EXERCISE TASKS:
1. In the election-methods post, what kind of incentive to truncate does James argue voters will have?
2. Rewrite the part of the election-methods post that begins at the words "[EM] MMPO vs" and stops after "MMPO's LNHarm compliance...", substituting "minmax pairwise opposition" for each "MMPO".

SOURCE DOCUMENT:
<<<<
[EM] MMPO vs PC addendum

James Green-Armytage jarmyta at antioch-college.edu
Tue Jun 7 23:57:24 PDT 2005


James responding to Mike, on the subject of MMPO's LNHarm compliance...

Mike, you wrote:
>Amazingly, MMPO gives protection at both ends, so that you don't need to 
>rank someone over your favorite, but, in the other direction, you also
>have 
>no dis-incentive to extend your ranking as low as you want to.

	I have recently discussed this with Kevin.
	I argue that voters will have an indirect but strong incentive to
truncate, in order to deter what you call "offensive order reversal". 
	Mike, you and I have agreed in previous postings that the ability to
deter by truncation may be important to the strategic stability of WV
methods. (Indeed, you have used this as a primary argument for WV over
margins.)
>>>>
STORED ROWS:
<<<<
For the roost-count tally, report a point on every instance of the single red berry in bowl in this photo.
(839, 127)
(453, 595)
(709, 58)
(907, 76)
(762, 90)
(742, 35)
>>>>
RESULTS OF THE TASKS:
1. An indirect but strong incentive.

2.
[EM] minmax pairwise opposition vs PC addendum

James Green-Armytage jarmyta at antioch-college.edu
Tue Jun 7 23:57:24 PDT 2005


James responding to Mike, on the subject of minmax pairwise opposition's LNHarm compliance...